Stored items from a collection:
** BEGIN **

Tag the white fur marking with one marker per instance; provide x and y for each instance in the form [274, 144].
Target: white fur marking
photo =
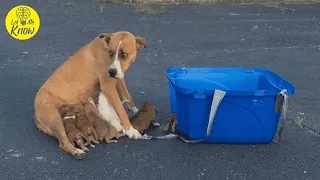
[134, 110]
[107, 112]
[156, 124]
[80, 151]
[116, 64]
[69, 117]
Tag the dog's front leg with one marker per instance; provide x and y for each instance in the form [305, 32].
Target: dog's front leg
[123, 90]
[108, 87]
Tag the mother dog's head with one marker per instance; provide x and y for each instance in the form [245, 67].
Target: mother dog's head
[123, 47]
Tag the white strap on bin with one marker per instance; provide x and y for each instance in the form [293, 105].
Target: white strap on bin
[216, 100]
[284, 112]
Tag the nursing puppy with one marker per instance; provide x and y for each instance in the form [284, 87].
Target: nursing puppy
[105, 131]
[144, 117]
[97, 66]
[74, 135]
[84, 124]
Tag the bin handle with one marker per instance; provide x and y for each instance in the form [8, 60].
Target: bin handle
[284, 109]
[216, 100]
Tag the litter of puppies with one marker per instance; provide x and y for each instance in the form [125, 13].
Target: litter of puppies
[84, 125]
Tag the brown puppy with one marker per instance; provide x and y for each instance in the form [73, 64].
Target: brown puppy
[86, 74]
[144, 117]
[73, 133]
[104, 129]
[84, 124]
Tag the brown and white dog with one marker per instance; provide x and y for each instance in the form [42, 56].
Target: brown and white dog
[98, 66]
[105, 130]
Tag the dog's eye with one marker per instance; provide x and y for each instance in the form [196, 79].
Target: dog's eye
[110, 53]
[124, 55]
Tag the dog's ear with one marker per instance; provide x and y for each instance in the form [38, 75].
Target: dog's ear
[106, 37]
[64, 109]
[141, 43]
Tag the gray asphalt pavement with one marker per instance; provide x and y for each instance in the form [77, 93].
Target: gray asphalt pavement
[284, 40]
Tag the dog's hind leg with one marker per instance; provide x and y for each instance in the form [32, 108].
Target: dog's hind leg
[50, 121]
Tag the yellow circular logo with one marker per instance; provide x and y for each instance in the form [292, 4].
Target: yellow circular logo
[22, 22]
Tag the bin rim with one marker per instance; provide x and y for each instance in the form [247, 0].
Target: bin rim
[171, 72]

** END **

Problem details: Copy out, with no changes, the lines of the material above that begin with the line containing "Tag the dog's ear" and continue through the end of the material.

Written answer:
Tag the dog's ear with one marker per instance; provide x and y for each instance in the form [38, 75].
Target: dog's ear
[106, 37]
[64, 109]
[141, 43]
Tag the gray asphalt pavement with one marker per instance; provide x and y for each instance in the form [77, 93].
Target: gray asphalt pavement
[284, 40]
Tag the dog's hind leg with one marker per instance; provide x and y for each instance in the form [32, 108].
Target: dog's hind leg
[50, 121]
Tag the yellow circular logo with one marker per instance; provide x and y for each instance in the form [292, 4].
Target: yellow circular logo
[22, 22]
Tag the bin rim with one marker per instance; provide x and y for each instance in the form [247, 0].
Target: bin rim
[171, 72]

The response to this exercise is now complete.